=== Materials provided ===

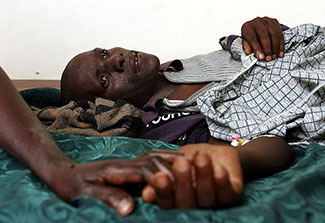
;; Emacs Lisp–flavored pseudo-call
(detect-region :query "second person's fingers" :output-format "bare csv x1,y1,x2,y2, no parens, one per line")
136,151,183,163
82,184,134,217
142,184,156,203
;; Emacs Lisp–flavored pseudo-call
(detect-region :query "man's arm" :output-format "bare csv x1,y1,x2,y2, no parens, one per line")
237,136,293,177
142,136,293,208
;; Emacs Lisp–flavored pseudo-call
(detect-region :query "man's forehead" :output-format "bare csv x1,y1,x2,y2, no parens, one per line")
67,51,97,90
73,50,96,68
70,66,98,101
70,51,98,78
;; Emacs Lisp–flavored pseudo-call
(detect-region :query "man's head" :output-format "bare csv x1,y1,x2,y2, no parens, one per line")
61,47,160,107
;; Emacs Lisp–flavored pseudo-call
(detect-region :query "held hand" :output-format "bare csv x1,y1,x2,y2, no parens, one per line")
49,153,179,216
142,144,243,209
241,16,284,61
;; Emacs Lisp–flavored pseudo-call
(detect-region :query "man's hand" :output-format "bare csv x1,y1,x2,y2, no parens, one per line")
241,17,284,61
49,153,179,216
141,144,243,209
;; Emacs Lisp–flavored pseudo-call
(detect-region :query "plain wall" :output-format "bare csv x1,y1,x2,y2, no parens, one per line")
1,0,324,79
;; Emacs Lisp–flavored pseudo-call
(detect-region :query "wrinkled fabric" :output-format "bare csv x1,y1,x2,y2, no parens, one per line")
140,99,210,145
1,134,325,223
31,97,143,137
0,88,320,222
196,24,325,146
160,24,325,147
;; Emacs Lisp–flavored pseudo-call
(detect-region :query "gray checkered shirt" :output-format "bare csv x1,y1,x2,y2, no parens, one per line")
164,24,325,147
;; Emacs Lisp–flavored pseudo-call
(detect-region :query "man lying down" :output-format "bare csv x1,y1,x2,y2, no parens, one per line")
1,16,324,217
60,16,325,210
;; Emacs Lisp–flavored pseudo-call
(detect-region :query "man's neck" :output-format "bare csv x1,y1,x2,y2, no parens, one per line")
149,74,208,102
149,75,179,102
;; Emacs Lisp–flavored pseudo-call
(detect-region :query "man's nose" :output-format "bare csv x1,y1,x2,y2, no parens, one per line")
105,54,125,72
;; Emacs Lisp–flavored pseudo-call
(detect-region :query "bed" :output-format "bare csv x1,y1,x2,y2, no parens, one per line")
0,87,324,223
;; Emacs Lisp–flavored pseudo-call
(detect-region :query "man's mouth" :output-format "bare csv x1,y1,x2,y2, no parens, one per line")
131,51,140,75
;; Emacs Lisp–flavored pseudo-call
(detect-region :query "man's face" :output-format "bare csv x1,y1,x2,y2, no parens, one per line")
64,47,160,107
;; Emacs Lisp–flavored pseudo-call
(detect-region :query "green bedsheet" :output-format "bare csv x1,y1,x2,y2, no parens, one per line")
0,88,323,223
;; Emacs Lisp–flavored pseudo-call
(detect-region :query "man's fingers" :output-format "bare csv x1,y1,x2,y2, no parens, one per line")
213,164,235,205
245,33,265,60
270,18,285,58
242,20,265,60
242,39,252,55
275,20,285,57
261,18,278,60
83,184,134,217
142,172,175,209
278,32,285,58
254,23,273,61
194,153,216,208
213,149,243,202
264,18,284,59
152,172,174,209
173,157,196,209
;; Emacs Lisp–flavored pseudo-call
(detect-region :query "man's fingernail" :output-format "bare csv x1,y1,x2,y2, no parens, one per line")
117,198,134,217
272,54,277,59
194,153,209,168
154,172,169,188
279,51,284,57
258,52,265,60
213,164,228,186
173,157,190,173
266,55,272,61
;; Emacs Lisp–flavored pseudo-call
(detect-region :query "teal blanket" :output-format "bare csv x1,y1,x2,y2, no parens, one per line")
0,88,323,223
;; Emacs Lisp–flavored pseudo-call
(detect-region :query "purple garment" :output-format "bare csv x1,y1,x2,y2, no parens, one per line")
159,59,183,72
142,100,160,125
140,100,210,145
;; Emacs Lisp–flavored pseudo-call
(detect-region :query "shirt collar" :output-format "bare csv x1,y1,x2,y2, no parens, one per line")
159,59,184,72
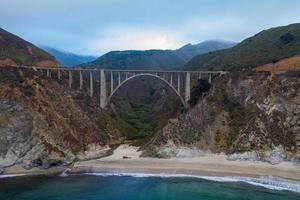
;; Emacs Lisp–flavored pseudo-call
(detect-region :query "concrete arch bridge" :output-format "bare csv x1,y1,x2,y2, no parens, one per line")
21,66,226,108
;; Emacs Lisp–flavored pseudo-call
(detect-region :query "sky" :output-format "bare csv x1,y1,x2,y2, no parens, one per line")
0,0,300,56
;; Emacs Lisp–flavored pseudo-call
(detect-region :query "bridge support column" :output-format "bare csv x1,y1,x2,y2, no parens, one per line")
79,71,83,89
185,72,191,103
47,69,50,77
118,72,121,85
89,72,93,97
199,73,202,80
69,71,72,88
208,73,212,84
58,70,61,80
100,70,107,109
170,73,173,85
177,73,180,95
110,71,113,94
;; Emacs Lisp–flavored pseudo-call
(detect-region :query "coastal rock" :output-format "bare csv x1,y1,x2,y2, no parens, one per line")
263,146,287,165
227,152,259,162
76,143,111,160
154,142,209,158
0,67,122,170
291,154,300,165
143,72,300,164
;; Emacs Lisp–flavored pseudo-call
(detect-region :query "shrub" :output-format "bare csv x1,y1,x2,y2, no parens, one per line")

===

> Activity:
A word-for-word copy of the records is required. Leave out every picture.

> Solution to the exercise:
;; Emacs Lisp–flavored pseudo-call
(detect-region :query "second person's fingers" :output-format "bare csv x1,y1,x2,y2, no parens, one per line")
136,151,183,163
82,184,134,217
142,184,156,203
;; Emacs Lisp–flavored pseudo-call
(detect-region :query "man's arm" :output-format "bare csv x1,y1,x2,y2, no parens, one per line")
237,136,293,177
142,136,293,208
;; Emacs Lisp–flavored pseudo-call
(detect-region :query "man's forehead" :output-format "bare csv x1,y1,x2,y2, no parens, one per line")
67,51,97,90
73,50,96,68
70,66,98,101
70,51,98,78
;; Emacs Lisp–flavored pseudo-call
(detect-region :query "man's head" :output-format "bare csv x1,y1,x2,y2, no parens, one per line")
61,47,160,107
;; Emacs Lisp–flavored pseudo-call
(detect-region :query "held hand" :output-format "bare csv x1,y1,x2,y2, no parens, one per line")
49,153,179,216
142,144,243,209
241,16,284,61
;; Emacs Lisp–flavored pseudo-call
(detect-region :query "man's hand" :output-format "bare csv x1,y1,x2,y2, no parens, one per line")
241,17,284,61
49,153,179,216
141,144,243,209
;; Emacs Lisp–flavored pseudo-call
(detect-region :query "plain wall" :output-format "bare csv x1,y1,x2,y2, no parens, one per line")
1,0,324,79
;; Emacs Lisp–flavored pseudo-call
(detect-region :query "wrinkled fabric" :output-format "bare csv x1,y1,x2,y2, no parens, one per line")
140,99,210,145
1,134,325,223
31,97,143,137
0,88,320,222
196,24,325,146
160,24,325,147
;; Emacs Lisp–flavored pseudo-call
(detect-region :query "gray checkered shirt" :output-format "bare csv x1,y1,x2,y2, no parens, one per line")
164,24,325,147
;; Emacs Lisp–flavored pseudo-call
(detect-region :query "man lying down" :output-format "bare csv x1,y1,x2,y2, no parens, one per line")
1,16,324,217
60,16,325,210
;; Emacs Lisp–flavored pseudo-call
(detect-region :query "man's neck" :output-format "bare csv x1,y1,x2,y2, no parens, one per line")
149,74,208,102
149,75,179,102
;; Emacs Lisp–flavored pseudo-call
(detect-region :query "man's nose" :output-format "bare csv x1,y1,x2,y2, no parens, one per line")
105,54,125,72
;; Emacs Lisp–flavored pseudo-call
(detect-region :query "bed" :output-format "bare csv x1,y1,x2,y2, no parens, one per line")
0,87,324,223
;; Emacs Lisp–flavored pseudo-call
(detect-region :query "man's mouth" :output-format "bare csv x1,y1,x2,y2, no parens, one per line")
131,51,140,75
;; Emacs Lisp–flavored pseudo-call
(detect-region :query "man's face" :output-format "bare csv x1,y1,x2,y2, no parens, one per line")
64,47,160,107
;; Emacs Lisp–flavored pseudo-call
(detect-region :query "green bedsheet" :output-format "bare csv x1,y1,x2,y2, no parens, one per line")
0,88,323,223
;; Emacs Lisp–flavored pseudo-call
(detect-region :query "man's fingers" :output-format "bare csv x1,y1,x2,y2, no parens, one per line")
213,164,235,205
245,33,265,60
270,18,285,58
242,20,265,60
242,39,252,55
275,20,285,57
261,18,278,60
83,184,134,217
142,172,175,209
278,32,285,58
254,23,273,61
194,153,216,208
213,149,243,202
264,18,284,59
152,172,174,209
173,157,196,209
;; Emacs Lisp–flavored pseudo-call
(detect-region :query "man's fingernail" :output-format "bare csv x1,y1,x2,y2, no parens, one per line")
117,198,134,217
272,54,277,59
194,153,209,168
154,172,169,188
279,51,284,57
258,52,265,60
213,164,228,186
173,157,190,173
266,55,272,61
;; Emacs Lisp–flavored pseudo-call
(detect-region :query "teal blanket" :output-format "bare csv x1,y1,x2,y2, no parens, one per line")
0,88,323,223
;; Emacs Lisp–flavored pseudo-call
(detect-region :query "purple garment" :output-format "bare csv x1,y1,x2,y2, no parens, one per line")
159,59,183,72
142,100,160,125
140,100,210,145
;; Emacs Lisp–flavored pseudo-call
(detect-region :query "shirt collar" :output-format "bare csv x1,y1,x2,y2, no parens, one per line")
159,59,184,72
;; Emacs Lisp–flavored pseudo-call
(detect-region :query "concrete arch bridge" :output-format "bare csv x1,y1,x2,y2, no parens, one per line")
21,66,226,108
;; Emacs Lisp–flavored pseudo-call
(detect-region :query "sky" :output-format "bare csv x1,y1,x2,y2, no parens, one per line")
0,0,300,56
;; Emacs Lisp–flavored pseudo-call
(detect-region :query "bridge support column" :output-format "bare csv x1,y1,x2,y2, no parens, one per line")
79,71,83,89
185,72,191,103
47,69,50,77
118,72,121,85
89,72,93,97
199,73,202,80
69,71,72,88
208,73,212,84
58,70,61,80
100,70,107,109
170,73,173,85
177,73,180,95
110,71,113,94
;; Emacs Lisp–flavored pseudo-call
(detect-region :query "coastal rock" :output-format "bare csv x1,y1,x2,y2, no parens, one per line")
263,146,287,165
227,152,259,162
76,143,111,160
154,142,209,158
0,67,122,170
291,154,300,165
143,72,300,164
;; Emacs Lisp–flavored pseudo-call
(detect-region :query "shrub" :output-format "bare csv x1,y1,x2,y2, no parens, one per line")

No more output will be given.